In the records below, locate the line containing "white t-shirt in this photo as pixel coordinates.", then output that line and all later lines exactly, through the last one.
▽
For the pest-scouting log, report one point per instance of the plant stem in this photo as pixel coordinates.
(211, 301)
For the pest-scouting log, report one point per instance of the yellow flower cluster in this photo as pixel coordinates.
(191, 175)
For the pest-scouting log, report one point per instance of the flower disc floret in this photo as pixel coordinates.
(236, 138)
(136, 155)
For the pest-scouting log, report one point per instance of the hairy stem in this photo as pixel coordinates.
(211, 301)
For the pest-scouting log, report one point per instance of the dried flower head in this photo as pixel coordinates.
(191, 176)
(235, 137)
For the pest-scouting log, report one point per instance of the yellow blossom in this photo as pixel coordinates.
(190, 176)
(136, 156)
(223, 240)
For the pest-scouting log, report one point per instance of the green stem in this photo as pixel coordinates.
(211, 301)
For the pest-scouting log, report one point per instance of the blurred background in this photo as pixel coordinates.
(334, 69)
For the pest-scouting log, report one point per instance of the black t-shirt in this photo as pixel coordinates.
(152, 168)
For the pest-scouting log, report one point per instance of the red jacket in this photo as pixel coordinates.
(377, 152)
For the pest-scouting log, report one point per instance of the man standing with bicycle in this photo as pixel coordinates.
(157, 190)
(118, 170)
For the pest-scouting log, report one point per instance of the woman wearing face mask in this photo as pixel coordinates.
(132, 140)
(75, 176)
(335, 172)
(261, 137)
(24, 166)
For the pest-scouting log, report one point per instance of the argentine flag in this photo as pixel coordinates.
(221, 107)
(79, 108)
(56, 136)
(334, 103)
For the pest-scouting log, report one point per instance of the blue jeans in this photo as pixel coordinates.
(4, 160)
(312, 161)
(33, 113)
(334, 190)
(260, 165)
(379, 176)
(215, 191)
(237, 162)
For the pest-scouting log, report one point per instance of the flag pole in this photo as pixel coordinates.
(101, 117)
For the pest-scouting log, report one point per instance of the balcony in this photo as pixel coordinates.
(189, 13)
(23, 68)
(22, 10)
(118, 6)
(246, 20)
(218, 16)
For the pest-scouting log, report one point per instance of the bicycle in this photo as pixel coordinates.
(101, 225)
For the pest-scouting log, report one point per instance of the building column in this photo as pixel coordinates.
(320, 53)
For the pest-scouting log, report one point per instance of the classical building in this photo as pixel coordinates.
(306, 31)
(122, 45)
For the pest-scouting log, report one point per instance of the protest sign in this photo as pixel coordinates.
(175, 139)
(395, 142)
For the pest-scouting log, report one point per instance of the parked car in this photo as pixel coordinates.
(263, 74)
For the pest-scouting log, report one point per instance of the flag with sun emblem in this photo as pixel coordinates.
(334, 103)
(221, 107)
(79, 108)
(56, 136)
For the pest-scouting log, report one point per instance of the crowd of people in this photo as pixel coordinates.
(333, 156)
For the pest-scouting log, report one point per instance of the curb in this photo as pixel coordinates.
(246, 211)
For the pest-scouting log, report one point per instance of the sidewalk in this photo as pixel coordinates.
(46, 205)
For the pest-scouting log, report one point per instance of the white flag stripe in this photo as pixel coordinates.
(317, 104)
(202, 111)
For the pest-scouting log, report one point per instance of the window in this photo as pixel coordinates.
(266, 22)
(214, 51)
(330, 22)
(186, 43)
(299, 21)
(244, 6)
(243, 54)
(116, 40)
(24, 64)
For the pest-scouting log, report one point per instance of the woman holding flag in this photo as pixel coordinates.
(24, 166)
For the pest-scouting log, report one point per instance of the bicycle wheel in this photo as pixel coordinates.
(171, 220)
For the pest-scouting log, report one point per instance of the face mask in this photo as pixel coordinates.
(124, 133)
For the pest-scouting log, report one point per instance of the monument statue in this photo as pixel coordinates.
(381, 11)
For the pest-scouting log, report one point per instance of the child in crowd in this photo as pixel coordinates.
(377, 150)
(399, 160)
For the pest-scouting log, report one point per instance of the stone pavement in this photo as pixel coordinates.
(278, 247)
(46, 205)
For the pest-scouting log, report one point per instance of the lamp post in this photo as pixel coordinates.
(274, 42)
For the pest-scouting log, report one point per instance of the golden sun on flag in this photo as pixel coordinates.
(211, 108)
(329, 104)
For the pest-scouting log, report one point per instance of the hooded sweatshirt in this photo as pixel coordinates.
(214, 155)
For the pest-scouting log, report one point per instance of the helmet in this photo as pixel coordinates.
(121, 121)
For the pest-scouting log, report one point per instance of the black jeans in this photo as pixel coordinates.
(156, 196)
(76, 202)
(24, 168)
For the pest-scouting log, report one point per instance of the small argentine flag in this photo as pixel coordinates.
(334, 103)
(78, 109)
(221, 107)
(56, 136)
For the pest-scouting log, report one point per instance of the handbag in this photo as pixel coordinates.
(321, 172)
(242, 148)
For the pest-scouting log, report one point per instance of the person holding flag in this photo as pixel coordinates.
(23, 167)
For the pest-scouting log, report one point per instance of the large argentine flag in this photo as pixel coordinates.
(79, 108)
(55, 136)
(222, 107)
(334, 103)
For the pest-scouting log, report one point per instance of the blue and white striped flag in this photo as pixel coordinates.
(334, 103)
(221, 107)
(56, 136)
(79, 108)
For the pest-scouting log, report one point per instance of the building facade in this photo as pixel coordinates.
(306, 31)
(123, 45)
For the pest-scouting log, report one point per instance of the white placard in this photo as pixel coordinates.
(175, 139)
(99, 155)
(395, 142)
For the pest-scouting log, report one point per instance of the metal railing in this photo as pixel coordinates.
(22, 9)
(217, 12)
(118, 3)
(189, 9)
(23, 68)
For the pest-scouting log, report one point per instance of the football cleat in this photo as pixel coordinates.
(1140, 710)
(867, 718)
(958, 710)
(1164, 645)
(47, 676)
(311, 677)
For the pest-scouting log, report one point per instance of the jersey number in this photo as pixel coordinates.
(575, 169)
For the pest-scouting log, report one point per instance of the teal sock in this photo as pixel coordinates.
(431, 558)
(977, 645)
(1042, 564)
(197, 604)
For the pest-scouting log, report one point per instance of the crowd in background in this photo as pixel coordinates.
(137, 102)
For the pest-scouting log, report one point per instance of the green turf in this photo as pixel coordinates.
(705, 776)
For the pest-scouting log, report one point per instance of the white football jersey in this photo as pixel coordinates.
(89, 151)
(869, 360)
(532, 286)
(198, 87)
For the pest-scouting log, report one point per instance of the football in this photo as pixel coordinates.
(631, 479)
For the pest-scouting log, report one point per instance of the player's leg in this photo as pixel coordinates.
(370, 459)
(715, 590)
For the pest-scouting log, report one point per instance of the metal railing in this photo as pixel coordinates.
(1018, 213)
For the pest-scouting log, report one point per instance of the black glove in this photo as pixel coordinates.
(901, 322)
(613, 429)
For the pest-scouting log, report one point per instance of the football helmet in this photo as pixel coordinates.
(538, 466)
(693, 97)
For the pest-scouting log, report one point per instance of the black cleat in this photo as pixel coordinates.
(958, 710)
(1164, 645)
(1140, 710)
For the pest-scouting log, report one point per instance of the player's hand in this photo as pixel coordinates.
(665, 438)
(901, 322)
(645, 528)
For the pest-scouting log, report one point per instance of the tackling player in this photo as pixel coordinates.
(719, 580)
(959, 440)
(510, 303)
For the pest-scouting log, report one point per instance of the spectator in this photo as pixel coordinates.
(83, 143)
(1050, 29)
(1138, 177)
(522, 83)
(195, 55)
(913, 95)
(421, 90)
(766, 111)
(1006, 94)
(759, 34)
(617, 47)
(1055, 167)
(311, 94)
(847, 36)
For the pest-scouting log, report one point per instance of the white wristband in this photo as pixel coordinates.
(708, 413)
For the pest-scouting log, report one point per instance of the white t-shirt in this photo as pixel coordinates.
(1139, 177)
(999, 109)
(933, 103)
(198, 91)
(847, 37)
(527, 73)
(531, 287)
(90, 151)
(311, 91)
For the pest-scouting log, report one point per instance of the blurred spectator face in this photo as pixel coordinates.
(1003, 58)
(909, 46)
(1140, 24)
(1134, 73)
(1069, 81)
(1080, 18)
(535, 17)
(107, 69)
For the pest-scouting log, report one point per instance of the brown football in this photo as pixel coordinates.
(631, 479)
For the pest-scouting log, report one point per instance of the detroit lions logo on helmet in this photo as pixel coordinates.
△
# In response
For the pest-scouting log, report one point per instance of the white t-shirt in this photo as pixel coordinates.
(1139, 177)
(999, 109)
(933, 103)
(198, 91)
(847, 37)
(527, 73)
(531, 287)
(90, 151)
(311, 91)
For the pest-scouting log, report one point per instance of the blurred spectator face in this photo as pixel coordinates.
(1003, 58)
(909, 46)
(1140, 24)
(1134, 73)
(1069, 81)
(1080, 18)
(535, 17)
(107, 69)
For the pest-scouting log, report one point per instance of the brown football in this photo as pixel coordinates.
(631, 479)
For the pest-scouting log, report one point per instance of the detroit lions logo on helmet in this photo as pixel coordinates.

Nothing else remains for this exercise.